▶ Working data:
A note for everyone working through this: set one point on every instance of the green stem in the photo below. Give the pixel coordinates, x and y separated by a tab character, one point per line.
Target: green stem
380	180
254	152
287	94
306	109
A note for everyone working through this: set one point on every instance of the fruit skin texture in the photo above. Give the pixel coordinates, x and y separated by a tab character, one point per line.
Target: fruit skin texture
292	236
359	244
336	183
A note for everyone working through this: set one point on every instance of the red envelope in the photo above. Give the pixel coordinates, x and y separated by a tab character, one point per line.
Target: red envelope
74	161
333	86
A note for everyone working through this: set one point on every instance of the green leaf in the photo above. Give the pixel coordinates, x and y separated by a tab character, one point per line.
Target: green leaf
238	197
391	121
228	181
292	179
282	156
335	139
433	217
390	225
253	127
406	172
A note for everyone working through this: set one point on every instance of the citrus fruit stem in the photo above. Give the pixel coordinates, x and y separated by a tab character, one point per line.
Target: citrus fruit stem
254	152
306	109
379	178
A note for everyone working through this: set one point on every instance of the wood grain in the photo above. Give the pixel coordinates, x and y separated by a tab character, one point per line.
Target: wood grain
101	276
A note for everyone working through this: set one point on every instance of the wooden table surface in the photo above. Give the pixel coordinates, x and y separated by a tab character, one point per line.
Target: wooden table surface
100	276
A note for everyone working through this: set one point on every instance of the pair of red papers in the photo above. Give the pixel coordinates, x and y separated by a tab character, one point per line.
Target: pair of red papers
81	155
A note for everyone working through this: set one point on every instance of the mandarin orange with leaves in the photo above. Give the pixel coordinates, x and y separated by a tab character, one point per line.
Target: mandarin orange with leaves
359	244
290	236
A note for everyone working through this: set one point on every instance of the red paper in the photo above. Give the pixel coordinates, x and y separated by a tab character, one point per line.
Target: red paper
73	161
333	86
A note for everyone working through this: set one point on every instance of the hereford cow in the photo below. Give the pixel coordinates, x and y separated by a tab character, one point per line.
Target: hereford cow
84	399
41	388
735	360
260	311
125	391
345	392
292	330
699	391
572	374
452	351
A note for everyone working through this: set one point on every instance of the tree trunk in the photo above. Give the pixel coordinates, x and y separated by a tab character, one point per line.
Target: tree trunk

▶ Request: Copy the entries from the line containing "of the hereford" through the end of the entries, inclusive, swapping "tree trunk" for "fence post" and leaving everything else as it is.

▶ Task solution:
A note for everyone working through this: set one point on every instance of the hereford cow in the photo below. Give the pixel coordinates, x and y separated by a tab character, one point per line.
Target: hereford cow
84	399
41	388
735	360
260	311
125	391
345	392
292	330
699	391
572	374
452	351
A note for everyone working through this: set one point on every instance of the fence post in the photo above. Give the pixel coordinates, x and y separated by a tab character, one point per line.
Target: fence post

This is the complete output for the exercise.